= Paraveterinary workers in Australia =

Type of profession in Australia

The role of a veterinary nurse in Australia is to assist veterinary surgeons in their duties and to provide nursing care to animal patients. Day-to-day responsibilities may include animal restraint during procedures and examinations, monitoring and maintaining anaesthesia, assisting in surgical and medical procedures, performing clinical pathology tasks, administering medications, wound management and bandaging, dental prophylaxis, providing nutritional advice, and communicating with clients regarding patient care. The scope of a veterinary nurse's duties may vary depending on the size of the practice, the nurse's level of qualification, and the supervising veterinarian.

The title of veterinary nurse is not a protected title in Australia. Although less common now, veterinary practices can hire nurses without any qualifications. Around half of veterinary nurses in Australia are qualified, or are working towards their qualification . There are certifications available that provide training and qualifications to veterinary nurses, such as a Certificate IV in Veterinary Nursing, Bachelor of Veterinary Technology or Bachelor of Veterinary Nursing. Certified nurses can undertake further study through the Diploma of Veterinary Nursing (Surgical, ECC or General Practice).

Veterinary nurses exhibiting excellence in their field and completing continual professional development may be recognised jointly by the Veterinary Nurses Council of Australia (VNCA) and the Australian Veterinary Association (AVA) with the post-nominal letters AVN (Accredited Veterinary Nurse).

Dataset section.
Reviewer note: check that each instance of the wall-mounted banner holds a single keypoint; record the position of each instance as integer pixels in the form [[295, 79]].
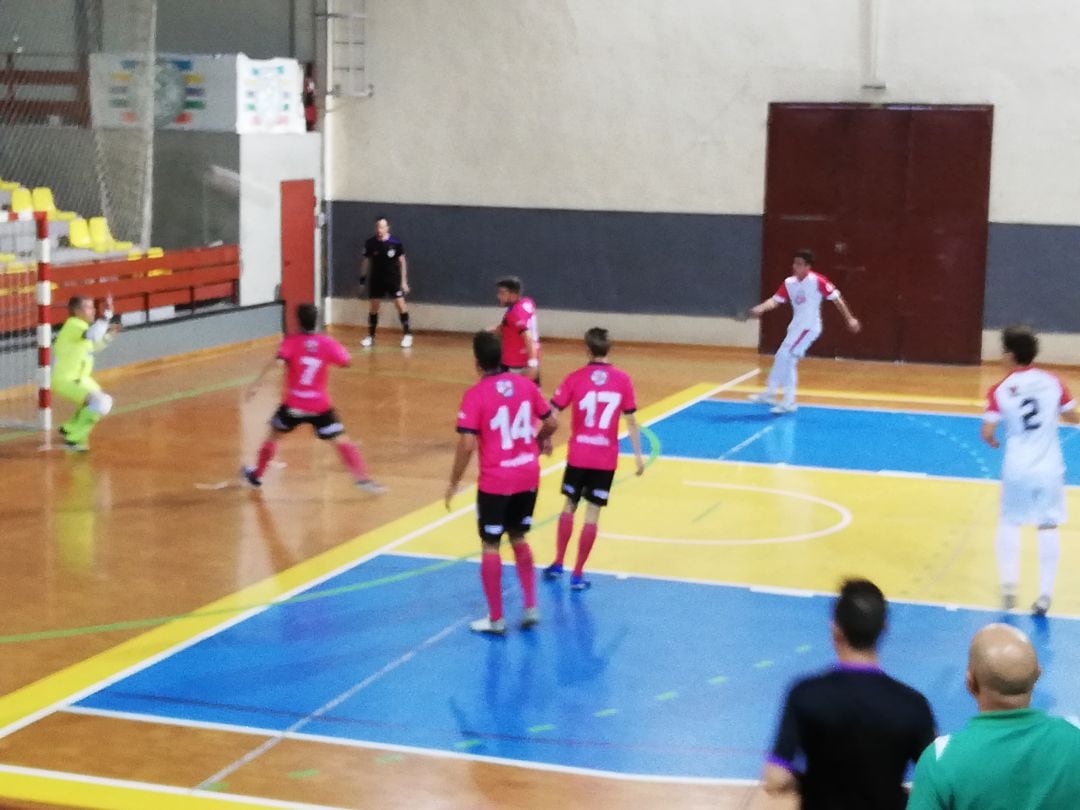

What is expected.
Can you sum up the text on paraveterinary workers in Australia in two sentences?

Output of the task.
Veterinary nurses in Australia assist veterinary surgeons and provide nursing care to animal patients, with duties that vary by practice size, qualification level, and supervising veterinarian. The title is not protected and about half are qualified or working toward qualification, though certifications, further diplomas, and the AVN post-nominal letters from the VNCA and AVA are available.